■ Problems and tasks ■
**A.** Using the memory recipe, decide whether each statement agrees with it. Give yes or no for each, and quote the deciding words. (i) The short-term memory in this recipe is durable personalization. (ii) Each agent call carries a stable thread_id. (iii) Every stored message is injected into the next Nebius call.
**B.** According to the memory recipe, why does this cookbook use process-local memory? Answer in one to three sentences.
**C.** Retype the part of the memory recipe starting at "A production-shape FastAPI" and ending at "local thread state.".
[Passage for review]
Short-Term Memory with LangChain — Agent Blueprint Recipes

Recipe 05 of 10 in the Agent Blueprint Recipes arc:

Foundation → Knowledge → Grounding → Orchestration → Thread Memory → User Memory → Observability → Guardrails → Actions → Simulation

Cookbook #4 made orchestration explicit with LangGraph. This recipe keeps that orchestration and adds the next production capability: short-term memory inside one conversation thread.

The boundary matters. Short-term memory is not a user profile and it is not durable personalization. It is the recent thread state that lets a user ask "what about the second one?" and get an answer that knows what "the second one" refers to.

Durable memory starts in Cookbook #6. This cookbook intentionally uses process-local memory so the first memory concept is easy to inspect, test, and reset.

What you'll build

A production-shape FastAPI service that extends the orchestrated book agent:

Inherited orchestration — the direct / deliberate LangGraph route from Cookbook #4 still chooses the response path.
Thread identity — every agent call includes a stable thread_id.
Short-term state — the service remembers recent user and assistant turns for that thread.
Bounded context — only the most recent messages are injected into the next Nebius call.
Reset — DELETE /threads/{thread_id} clears local thread state.
[/Passage for review]
[Supplied records]
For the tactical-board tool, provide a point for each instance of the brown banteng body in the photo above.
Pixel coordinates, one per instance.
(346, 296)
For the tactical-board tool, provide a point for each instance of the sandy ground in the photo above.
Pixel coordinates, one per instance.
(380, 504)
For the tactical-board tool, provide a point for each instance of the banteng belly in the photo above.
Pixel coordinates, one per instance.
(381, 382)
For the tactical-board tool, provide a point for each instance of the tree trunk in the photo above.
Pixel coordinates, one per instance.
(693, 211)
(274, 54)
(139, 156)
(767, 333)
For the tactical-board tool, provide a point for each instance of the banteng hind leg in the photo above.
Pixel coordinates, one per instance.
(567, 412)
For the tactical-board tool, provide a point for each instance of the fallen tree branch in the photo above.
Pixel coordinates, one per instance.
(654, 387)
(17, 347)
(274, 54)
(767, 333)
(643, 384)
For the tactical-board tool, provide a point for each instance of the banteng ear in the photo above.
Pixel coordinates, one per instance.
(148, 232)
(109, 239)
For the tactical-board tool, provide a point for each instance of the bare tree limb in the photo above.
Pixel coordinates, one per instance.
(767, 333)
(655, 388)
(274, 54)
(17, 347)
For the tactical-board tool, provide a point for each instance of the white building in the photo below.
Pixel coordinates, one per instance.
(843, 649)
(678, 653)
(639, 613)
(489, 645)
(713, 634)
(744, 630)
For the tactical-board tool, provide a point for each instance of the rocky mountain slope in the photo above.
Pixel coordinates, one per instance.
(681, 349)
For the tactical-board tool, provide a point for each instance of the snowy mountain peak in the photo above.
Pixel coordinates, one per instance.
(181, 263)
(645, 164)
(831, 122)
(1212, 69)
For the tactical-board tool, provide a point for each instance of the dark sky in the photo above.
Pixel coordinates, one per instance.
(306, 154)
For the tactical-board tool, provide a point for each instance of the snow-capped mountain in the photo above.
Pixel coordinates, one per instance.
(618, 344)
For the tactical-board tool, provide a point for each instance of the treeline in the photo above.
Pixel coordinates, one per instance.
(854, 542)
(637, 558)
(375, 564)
[/Supplied records]
■ Answers for the tasks ■
**A.**
(i) No: "Short-term memory is not a user profile and it is not durable personalization."
(ii) Yes: "every agent call includes a stable thread_id."
(iii) No: "only the most recent messages are injected into the next Nebius call."

**B.** This cookbook intentionally uses process-local memory so that the first memory concept is easy to inspect, test, and reset. Durable memory is left for Cookbook #6.

**C.**
A production-shape FastAPI service that extends the orchestrated book agent:

Inherited orchestration — the direct / deliberate LangGraph route from Cookbook #4 still chooses the response path.
Thread identity — every agent call includes a stable thread_id.
Short-term state — the service remembers recent user and assistant turns for that thread.
Bounded context — only the most recent messages are injected into the next Nebius call.
Reset — DELETE /threads/{thread_id} clears local thread state.